- Region pointing data
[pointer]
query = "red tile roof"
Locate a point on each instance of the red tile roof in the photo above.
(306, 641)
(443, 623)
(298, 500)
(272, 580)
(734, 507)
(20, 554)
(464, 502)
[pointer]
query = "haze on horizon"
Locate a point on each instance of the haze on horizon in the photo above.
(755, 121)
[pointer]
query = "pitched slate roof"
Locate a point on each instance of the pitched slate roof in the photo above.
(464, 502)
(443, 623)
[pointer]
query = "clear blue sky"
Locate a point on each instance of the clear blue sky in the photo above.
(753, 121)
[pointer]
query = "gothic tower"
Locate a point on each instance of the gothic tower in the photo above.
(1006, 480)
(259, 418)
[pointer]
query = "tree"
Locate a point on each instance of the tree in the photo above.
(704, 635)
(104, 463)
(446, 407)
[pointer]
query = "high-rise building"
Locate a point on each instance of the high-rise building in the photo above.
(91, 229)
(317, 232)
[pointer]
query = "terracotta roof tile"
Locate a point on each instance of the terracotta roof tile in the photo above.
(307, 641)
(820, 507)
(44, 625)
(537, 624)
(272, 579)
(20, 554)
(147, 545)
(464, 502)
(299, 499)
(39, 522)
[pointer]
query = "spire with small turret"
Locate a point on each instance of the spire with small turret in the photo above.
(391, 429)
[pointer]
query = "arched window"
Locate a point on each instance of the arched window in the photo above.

- Exercise objective
Would you copy all lines in the records where the string "arched" appears?

- Result below
query = "arched window"
Locate a point on each instance of the arched window in the photo above.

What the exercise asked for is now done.